Supplied material →

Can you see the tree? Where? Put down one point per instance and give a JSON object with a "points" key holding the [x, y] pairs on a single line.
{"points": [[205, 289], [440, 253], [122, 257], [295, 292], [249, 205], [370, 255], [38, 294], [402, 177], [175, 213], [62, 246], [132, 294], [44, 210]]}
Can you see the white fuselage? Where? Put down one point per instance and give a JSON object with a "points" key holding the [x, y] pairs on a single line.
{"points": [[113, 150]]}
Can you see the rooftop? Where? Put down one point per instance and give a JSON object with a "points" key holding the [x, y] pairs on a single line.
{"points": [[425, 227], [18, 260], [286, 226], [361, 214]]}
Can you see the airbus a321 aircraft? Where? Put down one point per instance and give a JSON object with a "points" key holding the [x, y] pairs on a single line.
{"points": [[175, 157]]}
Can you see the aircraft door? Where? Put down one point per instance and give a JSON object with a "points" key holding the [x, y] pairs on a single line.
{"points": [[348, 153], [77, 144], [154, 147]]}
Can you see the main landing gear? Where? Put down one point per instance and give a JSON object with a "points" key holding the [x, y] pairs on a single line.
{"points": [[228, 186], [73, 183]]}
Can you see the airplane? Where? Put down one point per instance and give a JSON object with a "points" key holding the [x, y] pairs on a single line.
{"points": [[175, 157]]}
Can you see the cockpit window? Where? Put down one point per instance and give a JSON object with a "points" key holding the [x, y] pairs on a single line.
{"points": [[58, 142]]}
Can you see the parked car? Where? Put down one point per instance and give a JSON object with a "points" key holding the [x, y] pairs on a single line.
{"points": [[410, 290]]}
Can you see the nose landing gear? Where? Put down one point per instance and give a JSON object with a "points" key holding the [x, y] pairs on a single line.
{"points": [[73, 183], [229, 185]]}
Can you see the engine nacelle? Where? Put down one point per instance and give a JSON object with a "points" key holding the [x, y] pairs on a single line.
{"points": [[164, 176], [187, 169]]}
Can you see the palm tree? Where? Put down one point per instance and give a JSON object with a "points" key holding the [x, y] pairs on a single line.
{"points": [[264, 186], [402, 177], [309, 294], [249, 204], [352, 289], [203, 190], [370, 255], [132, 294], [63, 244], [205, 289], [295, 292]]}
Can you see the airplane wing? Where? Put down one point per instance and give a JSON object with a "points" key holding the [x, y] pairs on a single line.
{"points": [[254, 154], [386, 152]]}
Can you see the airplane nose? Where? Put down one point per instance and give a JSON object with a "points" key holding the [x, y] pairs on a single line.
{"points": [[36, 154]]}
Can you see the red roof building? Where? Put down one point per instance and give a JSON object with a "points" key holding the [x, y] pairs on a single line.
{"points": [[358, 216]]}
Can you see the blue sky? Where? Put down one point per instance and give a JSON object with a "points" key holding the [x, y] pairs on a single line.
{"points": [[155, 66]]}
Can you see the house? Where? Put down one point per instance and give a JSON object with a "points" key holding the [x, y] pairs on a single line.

What the task requires → Can you render every line of the listing above as a Markdown table with the columns "Row" and "Line", numbering each row and leaving out blank lines?

Complete response →
| Row | Line |
|---|---|
| 1 | Can you see the tree? Where? Put down one point per instance and give a JSON object with a "points" key holding the [x, y] pairs on a single line. |
| 2 | {"points": [[205, 289], [440, 253], [122, 257], [295, 292], [249, 205], [370, 255], [38, 294], [402, 177], [175, 213], [62, 246], [132, 294], [44, 210]]} |
| 3 | Can you see the white fuselage? Where? Put down one point per instance and give a JSON object with a "points" key holding the [x, y] pairs on a single line. |
| 4 | {"points": [[113, 150]]} |
| 5 | Can you see the rooftop? Where? Put down one point per instance and give a JSON object with a "points" key holding the [x, y] pairs on a single line. |
| 6 | {"points": [[425, 227], [18, 260], [286, 226], [361, 214]]} |
| 7 | Can you see the airbus a321 aircraft? Where? Put down one point per instance and give a JSON object with a "points" key holding the [x, y] pairs on a single line. |
| 8 | {"points": [[175, 157]]} |
| 9 | Can you see the aircraft door? Where? Put down one point per instance and give a JSON object with a "points" key holding the [x, y] pairs on a single line. |
| 10 | {"points": [[348, 153], [77, 144], [154, 147]]} |
| 11 | Can you see the main landing gear? Where? Put down one point per instance and give a JSON object with a "points" key holding the [x, y] pairs on a single line. |
| 12 | {"points": [[228, 186], [73, 183]]} |
| 13 | Can you see the airplane? Where? Put down one point per instance and give a JSON object with a "points" key holding the [x, y] pairs on a single line. |
| 14 | {"points": [[175, 157]]} |
| 15 | Can you see the cockpit window? Where? Put down one point per instance and give a JSON object with a "points" key holding the [x, y] pairs on a single line. |
| 16 | {"points": [[58, 142]]} |
| 17 | Can you see the parked car? Where? Put down one point per instance and give a JSON object with a "points" key holding the [x, y] pairs on a single line. |
| 18 | {"points": [[410, 290]]} |
| 19 | Can you see the nose landing gear? Where? Put down one point per instance and give a JSON object with a "points" key holding the [x, y] pairs on a single line. |
| 20 | {"points": [[73, 183], [229, 185]]} |
| 21 | Can you see the engine nacelle? Where? Put down one point per instance and give a JSON object with a "points" key holding the [x, y] pairs on a single line. |
| 22 | {"points": [[164, 176], [187, 169]]} |
| 23 | Can you see the palm tree? Where? Put down one point per instance and give a JSON object with a "points" key holding the [x, y] pairs on a single line. |
| 24 | {"points": [[264, 186], [402, 177], [309, 294], [249, 204], [352, 289], [203, 190], [370, 255], [132, 294], [63, 244], [205, 289], [295, 292]]} |
| 25 | Can you see the airplane wing? Where? Put down one point per instance and give a JSON object with a "points" key holding the [x, y] pairs on a single line. |
| 26 | {"points": [[254, 154], [386, 152]]} |
| 27 | Can you see the airplane nose? Where? Put down one point per instance and give a JSON object with a "points" key holding the [x, y] pairs on a single line. |
| 28 | {"points": [[36, 154]]} |
| 29 | Can you see the red roof building? Where? Put down one point per instance and give a JSON object with a "points" key holding the [x, y] pairs on a single line. |
| 30 | {"points": [[358, 216]]} |
| 31 | Can you see the blue sky? Where? Put down one point per instance and give a JSON object with a "points" key holding the [x, y] pairs on a single line. |
| 32 | {"points": [[155, 66]]} |
| 33 | Can you see the house? Where? Put down one point per instance and give a JSON object with a "points" key holding the [x, y] pairs on a single line. |